Supplied material:
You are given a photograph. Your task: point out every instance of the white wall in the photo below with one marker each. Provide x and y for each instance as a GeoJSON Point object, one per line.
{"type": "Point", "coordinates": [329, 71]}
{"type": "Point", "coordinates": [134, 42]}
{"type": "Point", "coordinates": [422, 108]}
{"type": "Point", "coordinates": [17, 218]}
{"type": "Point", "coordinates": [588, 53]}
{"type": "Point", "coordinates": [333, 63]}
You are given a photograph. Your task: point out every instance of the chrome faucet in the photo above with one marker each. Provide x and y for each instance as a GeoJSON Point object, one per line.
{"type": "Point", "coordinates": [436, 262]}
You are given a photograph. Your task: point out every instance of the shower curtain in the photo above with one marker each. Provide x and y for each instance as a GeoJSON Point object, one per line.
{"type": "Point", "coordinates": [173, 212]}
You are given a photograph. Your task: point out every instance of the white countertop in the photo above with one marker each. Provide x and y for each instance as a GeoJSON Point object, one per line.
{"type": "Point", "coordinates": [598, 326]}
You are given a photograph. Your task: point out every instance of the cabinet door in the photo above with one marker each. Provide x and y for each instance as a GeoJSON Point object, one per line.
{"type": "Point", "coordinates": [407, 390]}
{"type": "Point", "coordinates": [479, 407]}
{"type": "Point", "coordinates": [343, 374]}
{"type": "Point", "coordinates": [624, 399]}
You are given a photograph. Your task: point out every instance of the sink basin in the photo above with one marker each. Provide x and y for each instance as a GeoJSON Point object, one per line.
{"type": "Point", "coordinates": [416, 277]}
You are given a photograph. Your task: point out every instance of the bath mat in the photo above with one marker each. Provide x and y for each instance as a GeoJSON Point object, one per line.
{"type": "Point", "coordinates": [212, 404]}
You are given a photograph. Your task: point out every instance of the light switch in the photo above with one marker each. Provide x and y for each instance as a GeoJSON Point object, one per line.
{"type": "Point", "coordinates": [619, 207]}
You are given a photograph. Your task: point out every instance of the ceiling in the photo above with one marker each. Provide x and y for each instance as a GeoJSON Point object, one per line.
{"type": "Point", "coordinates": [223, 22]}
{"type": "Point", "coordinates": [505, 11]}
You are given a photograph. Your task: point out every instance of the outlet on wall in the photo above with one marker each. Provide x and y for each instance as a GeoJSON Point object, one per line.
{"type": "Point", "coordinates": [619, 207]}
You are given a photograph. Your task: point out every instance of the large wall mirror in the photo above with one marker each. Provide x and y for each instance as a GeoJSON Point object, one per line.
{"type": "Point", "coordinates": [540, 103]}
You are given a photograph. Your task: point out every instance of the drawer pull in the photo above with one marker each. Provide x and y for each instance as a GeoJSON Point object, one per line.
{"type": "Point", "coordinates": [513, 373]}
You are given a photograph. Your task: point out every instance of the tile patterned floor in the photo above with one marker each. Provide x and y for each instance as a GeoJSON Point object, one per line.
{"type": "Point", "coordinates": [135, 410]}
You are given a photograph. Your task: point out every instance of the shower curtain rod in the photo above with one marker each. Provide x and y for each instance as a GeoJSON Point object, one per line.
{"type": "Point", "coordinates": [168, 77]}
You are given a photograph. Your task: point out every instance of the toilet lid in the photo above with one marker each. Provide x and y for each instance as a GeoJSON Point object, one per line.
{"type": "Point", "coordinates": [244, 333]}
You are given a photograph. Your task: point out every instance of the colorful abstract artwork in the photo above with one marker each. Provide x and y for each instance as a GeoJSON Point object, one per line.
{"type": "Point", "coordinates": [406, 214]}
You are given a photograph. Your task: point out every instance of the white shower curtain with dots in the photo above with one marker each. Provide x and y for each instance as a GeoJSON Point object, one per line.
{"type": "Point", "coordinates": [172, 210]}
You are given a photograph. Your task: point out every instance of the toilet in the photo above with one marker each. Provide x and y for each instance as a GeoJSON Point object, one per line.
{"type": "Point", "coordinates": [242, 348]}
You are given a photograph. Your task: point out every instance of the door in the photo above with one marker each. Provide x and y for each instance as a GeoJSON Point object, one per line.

Task:
Copy every line exactly. Leave nothing out.

Solution:
You are given a photograph. Your task: point out every instance of the white wall in the photo below with one marker each. Provide x and y for each instance as a GeoJSON Point object, one per line.
{"type": "Point", "coordinates": [329, 71]}
{"type": "Point", "coordinates": [134, 42]}
{"type": "Point", "coordinates": [422, 108]}
{"type": "Point", "coordinates": [17, 218]}
{"type": "Point", "coordinates": [588, 53]}
{"type": "Point", "coordinates": [333, 63]}
You are given a photograph. Your task: point out every instance of the chrome faucet in the photo above with one marker each. Provide x and y for each instance as a GeoJSON Point object, one per line.
{"type": "Point", "coordinates": [436, 262]}
You are given a photograph. Your task: point out every instance of the shower curtain in the photo above with one marker each. Provide x and y for each instance as a GeoJSON Point object, one per line.
{"type": "Point", "coordinates": [173, 212]}
You are given a photograph. Your task: point out every instance of the white countertop in the photo above with one marker each. Provide x and y for each instance as a GeoJSON Point object, one per line.
{"type": "Point", "coordinates": [598, 326]}
You are given a photograph. Your task: point out every instance of the cabinet door in the photo above with one marker each. Provide x and y for each instance as a GeoJSON Point object, one per line.
{"type": "Point", "coordinates": [407, 390]}
{"type": "Point", "coordinates": [479, 407]}
{"type": "Point", "coordinates": [343, 374]}
{"type": "Point", "coordinates": [624, 399]}
You are given a photograph. Your task: point out every instance of the sink basin in the photo above with one marker each. Provide x and y for each instance as a GeoJSON Point object, one per line.
{"type": "Point", "coordinates": [416, 277]}
You are given a photograph. Your task: point out every instance of the bath mat in the photo above with one marker each. Provide x and y for each instance as a GeoJSON Point object, one per line.
{"type": "Point", "coordinates": [212, 404]}
You are given a photograph. Your task: point out every instance of the light switch in the photo above with one marker each. Provide x and y for each instance as a GeoJSON Point object, one per line.
{"type": "Point", "coordinates": [619, 207]}
You are given a photograph. Your task: point out every instance of the ceiling in the photo above with one marker each. Provide x and y for each instance as a GeoJSON Point object, one per line.
{"type": "Point", "coordinates": [223, 22]}
{"type": "Point", "coordinates": [505, 11]}
You are given a photograph. Your task: point out every instance of the outlet on wall in the photo above with one marker each. Provide x and y for each instance as a GeoJSON Point object, one per line.
{"type": "Point", "coordinates": [619, 207]}
You are given a photograph. Your task: point out every instance of the large wall mirror in the photo above with one marker each. Provide x and y for each instance as a GeoJSON Point object, one per line.
{"type": "Point", "coordinates": [540, 103]}
You are given a photograph. Your task: point out every instance of the drawer pull in the photo above with one marker each. Provide x and y for each instance as a GeoJSON Point object, one per line.
{"type": "Point", "coordinates": [513, 373]}
You are given a photograph. Your task: point out every instance of the tile patterned floor in the photo above with one marker each. Provide x and y for each instance as a GeoJSON Point object, one per line.
{"type": "Point", "coordinates": [135, 410]}
You are given a photograph. Your task: point out every instance of the shower curtain rod in the photo above with one marker each. Provide x and y for each instance as a GeoJSON Point object, one per line.
{"type": "Point", "coordinates": [168, 77]}
You are given a photograph. Your task: point out every instance of the toilet lid in the photo above with one marker each. Provide x and y for each instance as a GeoJSON Point object, one per line.
{"type": "Point", "coordinates": [244, 333]}
You are given a photograph. Your task: point out every instance of the colorful abstract artwork in the photo above with one marker each. Provide x and y for each instance as a GeoJSON Point object, one per line.
{"type": "Point", "coordinates": [406, 214]}
You are given a photograph. Your task: point out every instance of the white shower curtain with dots in the photo above with one marker each. Provide x and y for each instance as a GeoJSON Point object, one per line.
{"type": "Point", "coordinates": [172, 210]}
You are given a photograph. Your task: point out every instance of the toilet in the photo above with one marker each. Provide x and y for each instance as a GeoJSON Point object, one per line.
{"type": "Point", "coordinates": [242, 348]}
You are given a photograph. Your task: point out every instance of the door in the photo above with one marker each. Provide x and y for each instance as a GeoJSON Point object, one per line.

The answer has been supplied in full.